>> BEGIN RAW RECORDS
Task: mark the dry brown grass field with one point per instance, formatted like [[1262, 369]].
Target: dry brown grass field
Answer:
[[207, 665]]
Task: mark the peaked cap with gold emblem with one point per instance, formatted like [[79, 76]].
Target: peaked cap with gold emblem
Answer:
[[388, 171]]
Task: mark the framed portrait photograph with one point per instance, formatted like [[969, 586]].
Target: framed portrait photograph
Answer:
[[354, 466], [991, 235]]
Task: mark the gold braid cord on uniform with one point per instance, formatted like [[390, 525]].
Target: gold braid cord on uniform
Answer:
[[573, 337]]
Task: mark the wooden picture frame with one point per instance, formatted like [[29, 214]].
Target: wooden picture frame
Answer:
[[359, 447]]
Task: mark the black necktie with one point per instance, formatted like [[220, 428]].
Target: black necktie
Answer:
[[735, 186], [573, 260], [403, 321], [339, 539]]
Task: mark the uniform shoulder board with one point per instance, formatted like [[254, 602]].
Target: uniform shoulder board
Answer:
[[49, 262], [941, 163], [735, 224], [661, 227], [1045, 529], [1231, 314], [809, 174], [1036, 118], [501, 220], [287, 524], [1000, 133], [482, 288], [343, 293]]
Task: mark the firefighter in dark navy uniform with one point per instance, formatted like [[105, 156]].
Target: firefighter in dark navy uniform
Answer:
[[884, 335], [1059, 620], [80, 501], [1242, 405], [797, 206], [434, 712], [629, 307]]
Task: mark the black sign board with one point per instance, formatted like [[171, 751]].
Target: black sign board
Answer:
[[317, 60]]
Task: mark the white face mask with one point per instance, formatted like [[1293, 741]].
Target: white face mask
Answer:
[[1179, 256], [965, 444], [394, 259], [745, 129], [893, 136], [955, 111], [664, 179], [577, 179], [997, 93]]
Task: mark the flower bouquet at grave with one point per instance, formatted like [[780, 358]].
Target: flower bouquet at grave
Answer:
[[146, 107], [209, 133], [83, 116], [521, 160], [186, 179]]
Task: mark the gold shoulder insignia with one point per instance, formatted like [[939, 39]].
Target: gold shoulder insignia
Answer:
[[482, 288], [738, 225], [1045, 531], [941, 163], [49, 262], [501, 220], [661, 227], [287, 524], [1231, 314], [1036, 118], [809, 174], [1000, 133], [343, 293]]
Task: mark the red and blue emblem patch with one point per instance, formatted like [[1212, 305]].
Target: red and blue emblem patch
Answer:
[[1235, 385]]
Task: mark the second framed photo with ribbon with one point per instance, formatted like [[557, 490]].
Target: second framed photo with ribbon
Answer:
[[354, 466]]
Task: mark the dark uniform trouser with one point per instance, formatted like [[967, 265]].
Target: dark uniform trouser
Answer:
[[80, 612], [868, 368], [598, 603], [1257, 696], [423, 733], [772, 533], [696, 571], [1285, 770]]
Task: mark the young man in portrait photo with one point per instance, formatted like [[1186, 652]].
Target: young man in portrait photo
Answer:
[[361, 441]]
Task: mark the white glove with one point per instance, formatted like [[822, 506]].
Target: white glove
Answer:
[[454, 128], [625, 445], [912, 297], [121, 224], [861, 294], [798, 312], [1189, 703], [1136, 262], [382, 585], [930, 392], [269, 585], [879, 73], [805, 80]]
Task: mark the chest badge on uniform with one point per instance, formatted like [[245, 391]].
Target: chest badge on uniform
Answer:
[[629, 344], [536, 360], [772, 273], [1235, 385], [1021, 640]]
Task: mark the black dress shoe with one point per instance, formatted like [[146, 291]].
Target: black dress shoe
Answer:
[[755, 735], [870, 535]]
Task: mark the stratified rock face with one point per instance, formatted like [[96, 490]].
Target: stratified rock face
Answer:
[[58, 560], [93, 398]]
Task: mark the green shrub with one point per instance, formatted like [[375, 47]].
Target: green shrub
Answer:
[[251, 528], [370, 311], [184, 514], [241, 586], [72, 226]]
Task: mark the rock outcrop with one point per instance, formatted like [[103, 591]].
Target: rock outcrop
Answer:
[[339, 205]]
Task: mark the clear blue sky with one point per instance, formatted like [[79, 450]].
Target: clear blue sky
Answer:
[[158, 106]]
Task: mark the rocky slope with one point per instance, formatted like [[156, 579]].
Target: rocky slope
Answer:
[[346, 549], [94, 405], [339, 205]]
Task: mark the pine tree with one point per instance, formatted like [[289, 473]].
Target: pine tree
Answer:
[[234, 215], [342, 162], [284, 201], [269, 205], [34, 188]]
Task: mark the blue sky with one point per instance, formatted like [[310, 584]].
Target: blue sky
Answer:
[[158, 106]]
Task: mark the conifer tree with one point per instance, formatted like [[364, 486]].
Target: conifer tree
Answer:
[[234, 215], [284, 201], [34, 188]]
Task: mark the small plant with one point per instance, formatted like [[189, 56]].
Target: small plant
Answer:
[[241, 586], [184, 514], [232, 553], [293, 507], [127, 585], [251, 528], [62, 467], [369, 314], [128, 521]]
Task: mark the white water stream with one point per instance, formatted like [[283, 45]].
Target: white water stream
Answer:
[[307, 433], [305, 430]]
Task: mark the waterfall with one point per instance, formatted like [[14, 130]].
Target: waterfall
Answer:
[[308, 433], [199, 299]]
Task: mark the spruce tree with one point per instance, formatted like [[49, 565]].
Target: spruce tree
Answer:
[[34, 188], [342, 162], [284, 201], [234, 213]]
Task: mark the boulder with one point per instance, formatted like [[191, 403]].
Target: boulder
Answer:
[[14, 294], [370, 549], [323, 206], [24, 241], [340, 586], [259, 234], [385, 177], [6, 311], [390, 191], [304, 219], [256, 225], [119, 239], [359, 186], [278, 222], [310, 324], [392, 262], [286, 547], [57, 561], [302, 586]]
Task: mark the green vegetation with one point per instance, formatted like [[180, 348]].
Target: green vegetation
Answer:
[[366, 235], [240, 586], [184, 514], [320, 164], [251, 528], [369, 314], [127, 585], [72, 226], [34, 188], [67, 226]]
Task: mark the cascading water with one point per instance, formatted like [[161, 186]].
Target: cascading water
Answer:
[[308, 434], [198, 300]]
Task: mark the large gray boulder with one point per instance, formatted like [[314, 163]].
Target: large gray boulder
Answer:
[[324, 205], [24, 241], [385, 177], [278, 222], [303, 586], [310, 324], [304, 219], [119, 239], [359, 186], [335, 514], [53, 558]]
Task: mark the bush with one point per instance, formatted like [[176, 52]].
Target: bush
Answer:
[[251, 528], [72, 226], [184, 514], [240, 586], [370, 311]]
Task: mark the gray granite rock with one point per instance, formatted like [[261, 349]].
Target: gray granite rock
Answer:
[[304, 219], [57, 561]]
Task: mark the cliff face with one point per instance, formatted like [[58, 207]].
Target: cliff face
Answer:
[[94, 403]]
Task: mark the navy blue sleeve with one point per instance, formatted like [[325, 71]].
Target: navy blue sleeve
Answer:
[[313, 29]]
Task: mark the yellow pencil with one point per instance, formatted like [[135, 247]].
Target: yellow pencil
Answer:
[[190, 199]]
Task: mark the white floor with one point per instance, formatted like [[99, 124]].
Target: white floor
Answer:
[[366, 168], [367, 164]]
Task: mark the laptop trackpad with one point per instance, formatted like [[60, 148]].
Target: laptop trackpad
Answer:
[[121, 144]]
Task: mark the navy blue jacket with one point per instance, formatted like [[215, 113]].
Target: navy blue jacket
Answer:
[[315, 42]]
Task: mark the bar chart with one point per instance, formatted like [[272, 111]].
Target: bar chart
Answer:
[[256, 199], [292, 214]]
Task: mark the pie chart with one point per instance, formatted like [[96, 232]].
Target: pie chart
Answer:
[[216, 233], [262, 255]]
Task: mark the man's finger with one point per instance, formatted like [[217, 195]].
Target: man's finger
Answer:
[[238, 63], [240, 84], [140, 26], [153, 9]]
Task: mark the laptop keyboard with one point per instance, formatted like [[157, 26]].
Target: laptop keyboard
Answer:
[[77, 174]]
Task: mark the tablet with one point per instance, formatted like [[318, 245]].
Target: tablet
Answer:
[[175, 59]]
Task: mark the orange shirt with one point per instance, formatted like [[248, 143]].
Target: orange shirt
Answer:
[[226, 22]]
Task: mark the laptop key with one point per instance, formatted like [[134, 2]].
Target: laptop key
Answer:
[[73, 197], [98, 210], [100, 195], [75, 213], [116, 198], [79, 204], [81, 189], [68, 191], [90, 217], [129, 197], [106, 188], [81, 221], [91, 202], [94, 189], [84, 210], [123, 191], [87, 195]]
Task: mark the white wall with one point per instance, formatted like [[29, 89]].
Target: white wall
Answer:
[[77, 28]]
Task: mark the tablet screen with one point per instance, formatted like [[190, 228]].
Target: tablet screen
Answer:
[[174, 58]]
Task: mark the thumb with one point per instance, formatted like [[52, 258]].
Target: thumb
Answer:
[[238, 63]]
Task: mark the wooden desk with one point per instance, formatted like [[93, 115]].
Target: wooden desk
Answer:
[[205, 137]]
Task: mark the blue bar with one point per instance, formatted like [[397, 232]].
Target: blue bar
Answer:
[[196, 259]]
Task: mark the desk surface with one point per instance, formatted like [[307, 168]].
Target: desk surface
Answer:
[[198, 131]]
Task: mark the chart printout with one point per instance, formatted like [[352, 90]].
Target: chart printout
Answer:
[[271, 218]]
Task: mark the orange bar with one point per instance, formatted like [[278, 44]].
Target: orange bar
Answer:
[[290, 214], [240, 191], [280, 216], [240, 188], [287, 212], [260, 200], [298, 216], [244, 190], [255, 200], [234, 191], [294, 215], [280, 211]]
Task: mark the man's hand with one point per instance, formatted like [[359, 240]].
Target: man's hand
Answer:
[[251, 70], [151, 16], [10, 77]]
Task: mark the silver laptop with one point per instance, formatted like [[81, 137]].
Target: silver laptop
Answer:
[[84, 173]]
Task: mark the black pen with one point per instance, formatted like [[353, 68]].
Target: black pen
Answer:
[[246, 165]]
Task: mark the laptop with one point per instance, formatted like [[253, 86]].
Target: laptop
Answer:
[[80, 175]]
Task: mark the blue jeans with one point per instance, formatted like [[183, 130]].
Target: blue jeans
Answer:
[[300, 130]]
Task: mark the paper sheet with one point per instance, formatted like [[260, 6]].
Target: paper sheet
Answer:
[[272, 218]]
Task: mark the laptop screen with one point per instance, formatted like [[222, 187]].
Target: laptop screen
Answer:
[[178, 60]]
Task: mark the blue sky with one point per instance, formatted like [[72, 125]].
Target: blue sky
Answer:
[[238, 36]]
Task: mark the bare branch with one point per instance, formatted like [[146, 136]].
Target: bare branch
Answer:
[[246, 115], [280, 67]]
>> END RAW RECORDS
§ TASK DIRECTIONS:
Reproduce, word for word, every line of the items above, starting with the line that contains "Task: mark the silver" and continuing through the final line of the items.

§ RESPONSE:
Task: mark the silver laptop with one point per instance, formatted like [[81, 137]].
Target: silver laptop
Answer:
[[84, 173]]
Task: mark the black pen with one point per instance, formatted like [[353, 68]].
Target: black pen
Answer:
[[246, 165]]
Task: mark the laptop with one point per instance, formatted like [[253, 86]].
Target: laptop
Answer:
[[80, 175]]
Task: mark the blue jeans with one point per instance, formatted like [[183, 130]].
Target: blue jeans
Answer:
[[300, 130]]
Task: mark the paper sheet with one point per instance, formatted like [[260, 6]].
Target: paper sheet
Answer:
[[272, 218]]
Task: mark the laptop screen with one point per instance, formatted like [[222, 187]].
Target: laptop screen
Answer:
[[178, 60]]
Task: mark the blue sky with one point per instance, formatted like [[72, 125]].
Target: blue sky
Answer:
[[238, 36]]
Task: mark the bare branch with one point per instance, formatted like [[146, 136]].
Target: bare branch
Answer:
[[246, 115], [280, 67]]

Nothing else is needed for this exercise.